** SELECTED EXTRACT **
Killer tree blight alert for Irish forest owners

THE forestry industry is on high alert after a killer tree blight was found on a Sitka spruce, the predominant species in Irish plantations.

Already, the forest service in Britain has felled 5,000 acres of trees in an effort to halt the rapid spread of Phytophthora ramorum, since the August 2009 finding of the disease in Japanese larch throughout Britain and in Northern Ireland — the first time it had been found infecting a commercially important conifer anywhere in the world.

Previously, a different strain of Phytophthora ramorum had killed millions of North American oaks, giving rise to its common name of “sudden oak death”. Native oaks have been little affected in Britain and Ireland, where the term “Ramorum disease” is preferred.

The British forestry industry is likely to cease planting Japanese larch in some areas, and warns the disease can spread to previously unaffected plant species, and poses a major challenge to control.

Following the first detections in Ireland in July 2010, further surveys have confirmed the disease in Japanese larch at 11 forest locations in five counties, where more than 300 acres of forest have been felled as a disease control measure. However, most of the wood from infected trees can be utilised and sold in the normal way, if prescribed hygiene measures are taken during felling, transport and processing.

There has also been a recent scientifically confirmed finding here in a single Sitka spruce, growing in close proximity and underneath the canopy of a large infected rhododendron, which is the plant species most commonly infected in Ireland. The Forest Service of the Department of Agriculture has asked forest owners to be vigilant for symptoms of ill health in larch or other species.

Phytophthora ramorum, which is related to the Phytophthora infestans which caused the Irish potato blight and Great Famine, can kill Japanese larch trees in one growing season after its presence is first detectable.

** WORK ITEM A **
Change "Sitka spruce" to "Norway spruce" in the tree blight article, and write out the passage starting with "Killer tree blight alert" and going on through "in Irish plantations.".
** WORK ITEM B **
According to the tree blight article, how did Phytophthora ramorum get the common name "sudden oak death"?
The records aren't needed here.

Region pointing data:

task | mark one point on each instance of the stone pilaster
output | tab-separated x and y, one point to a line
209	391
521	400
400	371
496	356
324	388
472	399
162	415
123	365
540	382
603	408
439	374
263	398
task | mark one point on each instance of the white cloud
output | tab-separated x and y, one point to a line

** WRITTEN REPLY A **
Killer tree blight alert for Irish forest owners

THE forestry industry is on high alert after a killer tree blight was found on a Norway spruce, the predominant species in Irish plantations.

** WRITTEN REPLY B **
It got that name because a different strain of Phytophthora ramorum had killed millions of North American oaks.